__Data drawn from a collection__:
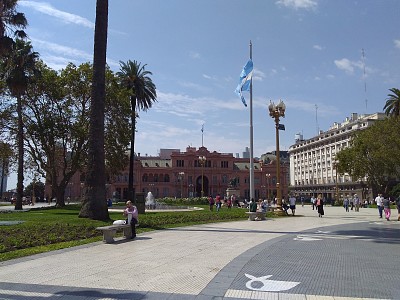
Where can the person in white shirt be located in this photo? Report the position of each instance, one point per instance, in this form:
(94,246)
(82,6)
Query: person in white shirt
(379,203)
(313,201)
(292,203)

__WORK TO COMPLETE__: Change every "white shirt" in the records above to "pale shirt" and write out all their lines again with nothing else altered. Leave out the pictures.

__RESULT__:
Where can the person in pale shirt be located in this photo? Report the position of each instance, one point per instance, in this form:
(94,246)
(82,6)
Query: person in pale shirt
(379,203)
(313,201)
(292,203)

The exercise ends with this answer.